RECORDS:

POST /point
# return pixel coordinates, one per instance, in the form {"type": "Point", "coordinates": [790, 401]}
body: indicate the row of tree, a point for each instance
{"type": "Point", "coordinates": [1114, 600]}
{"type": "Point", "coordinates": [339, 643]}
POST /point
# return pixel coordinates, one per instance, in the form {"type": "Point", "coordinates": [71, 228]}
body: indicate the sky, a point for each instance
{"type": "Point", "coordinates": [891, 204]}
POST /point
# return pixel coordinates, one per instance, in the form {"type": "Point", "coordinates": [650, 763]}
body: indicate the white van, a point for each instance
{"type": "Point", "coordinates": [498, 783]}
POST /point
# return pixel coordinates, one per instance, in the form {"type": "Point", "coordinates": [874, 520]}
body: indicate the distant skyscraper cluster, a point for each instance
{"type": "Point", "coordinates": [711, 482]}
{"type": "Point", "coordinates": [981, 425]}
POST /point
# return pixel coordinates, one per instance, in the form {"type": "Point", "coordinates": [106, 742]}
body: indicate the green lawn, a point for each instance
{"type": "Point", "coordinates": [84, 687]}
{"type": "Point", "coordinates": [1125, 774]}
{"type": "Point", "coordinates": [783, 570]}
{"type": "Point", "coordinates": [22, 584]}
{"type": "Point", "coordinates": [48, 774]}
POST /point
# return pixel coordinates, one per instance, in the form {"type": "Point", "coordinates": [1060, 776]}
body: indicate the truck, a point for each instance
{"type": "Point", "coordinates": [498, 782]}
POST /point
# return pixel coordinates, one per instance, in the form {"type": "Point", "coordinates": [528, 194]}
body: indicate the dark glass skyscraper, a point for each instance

DIRECTION: Write down all the entries again without a single difference.

TASK ANSWER:
POST /point
# return pixel coordinates, one per instance, in the form {"type": "Point", "coordinates": [790, 401]}
body: indicate the row of tree, a point for each instance
{"type": "Point", "coordinates": [1114, 600]}
{"type": "Point", "coordinates": [339, 643]}
POST /point
# return pixel coordinates, one per instance, in the form {"type": "Point", "coordinates": [71, 228]}
body: indicate the sky, a point for each instance
{"type": "Point", "coordinates": [891, 204]}
POST /point
# return pixel coordinates, one per instance, in the form {"type": "Point", "coordinates": [650, 763]}
body: indicate the white van, a point for each instance
{"type": "Point", "coordinates": [498, 783]}
POST /point
# return pixel coordinates, one per instance, in the form {"type": "Point", "coordinates": [874, 520]}
body: indicate the distant skyscraper cluster, a point for each instance
{"type": "Point", "coordinates": [711, 482]}
{"type": "Point", "coordinates": [981, 425]}
POST /point
# return pixel coordinates, one per instance, in the form {"type": "Point", "coordinates": [106, 742]}
body: indicate the green lawn, a point for each instance
{"type": "Point", "coordinates": [84, 687]}
{"type": "Point", "coordinates": [1125, 774]}
{"type": "Point", "coordinates": [783, 570]}
{"type": "Point", "coordinates": [22, 584]}
{"type": "Point", "coordinates": [48, 774]}
POST /point
# return pixel coordinates, one per instance, in the form {"type": "Point", "coordinates": [1060, 776]}
body: indicate the truck, a point for each instance
{"type": "Point", "coordinates": [498, 782]}
POST /point
# return pixel coordinates, one per instance, in the form {"type": "Point", "coordinates": [528, 194]}
body: indicate the dark glass skyscraper, a point for each instance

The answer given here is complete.